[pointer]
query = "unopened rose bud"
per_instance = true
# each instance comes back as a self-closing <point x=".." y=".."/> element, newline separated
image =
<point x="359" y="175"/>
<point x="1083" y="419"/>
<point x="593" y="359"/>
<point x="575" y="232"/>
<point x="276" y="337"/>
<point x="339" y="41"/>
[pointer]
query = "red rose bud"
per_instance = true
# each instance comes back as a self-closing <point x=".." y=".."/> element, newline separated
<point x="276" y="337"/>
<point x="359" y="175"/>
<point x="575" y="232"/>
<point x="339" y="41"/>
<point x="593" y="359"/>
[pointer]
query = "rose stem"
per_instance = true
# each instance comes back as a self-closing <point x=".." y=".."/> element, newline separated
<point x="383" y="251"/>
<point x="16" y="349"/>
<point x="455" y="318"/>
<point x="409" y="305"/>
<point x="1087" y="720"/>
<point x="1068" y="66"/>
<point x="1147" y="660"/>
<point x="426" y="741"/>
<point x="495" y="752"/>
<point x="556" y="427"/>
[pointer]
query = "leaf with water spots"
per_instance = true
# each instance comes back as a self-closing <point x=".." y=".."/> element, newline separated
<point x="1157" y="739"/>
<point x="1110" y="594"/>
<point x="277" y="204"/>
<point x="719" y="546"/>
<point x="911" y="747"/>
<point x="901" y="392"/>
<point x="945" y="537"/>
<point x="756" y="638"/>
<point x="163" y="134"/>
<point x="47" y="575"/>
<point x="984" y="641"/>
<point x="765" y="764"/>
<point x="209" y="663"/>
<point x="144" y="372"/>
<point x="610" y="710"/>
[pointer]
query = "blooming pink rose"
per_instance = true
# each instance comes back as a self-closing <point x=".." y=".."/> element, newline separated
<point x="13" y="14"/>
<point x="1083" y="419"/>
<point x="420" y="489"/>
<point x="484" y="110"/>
________________
> [Exercise prompt]:
Restate every line of the data word for word.

> [Solution to the problem]:
[pointer]
query = "unopened rose bud"
per_instance = true
# each instance comes back as a self-closing <point x=".." y=".."/> element, newline separated
image =
<point x="359" y="175"/>
<point x="1083" y="419"/>
<point x="593" y="359"/>
<point x="575" y="232"/>
<point x="276" y="337"/>
<point x="339" y="41"/>
[pointer]
query = "red rose bud"
per_instance = true
# each instance comes back as a self-closing <point x=".." y=".."/> element, newline separated
<point x="276" y="337"/>
<point x="359" y="175"/>
<point x="575" y="232"/>
<point x="339" y="41"/>
<point x="593" y="359"/>
[pointer]
query = "rose stem"
per_instance = true
# each instance comes back as a self-closing <point x=".." y=".."/> element, newline separated
<point x="383" y="251"/>
<point x="16" y="349"/>
<point x="455" y="318"/>
<point x="409" y="305"/>
<point x="1087" y="720"/>
<point x="1068" y="66"/>
<point x="1147" y="660"/>
<point x="426" y="741"/>
<point x="495" y="752"/>
<point x="556" y="427"/>
[pointer]
query = "leaf with water spots"
per_instance = true
# each instance comes back as a self-closing <point x=".." y=".."/> element, newline separated
<point x="1157" y="739"/>
<point x="1110" y="594"/>
<point x="277" y="204"/>
<point x="719" y="546"/>
<point x="911" y="747"/>
<point x="901" y="392"/>
<point x="945" y="537"/>
<point x="756" y="638"/>
<point x="163" y="134"/>
<point x="47" y="575"/>
<point x="984" y="641"/>
<point x="765" y="764"/>
<point x="209" y="663"/>
<point x="144" y="372"/>
<point x="610" y="710"/>
[pointer]
query = "blooming pink rose"
per_instance = true
# each instance comes back as a self-closing <point x=".." y=".."/> element, newline separated
<point x="13" y="14"/>
<point x="1083" y="419"/>
<point x="420" y="489"/>
<point x="484" y="110"/>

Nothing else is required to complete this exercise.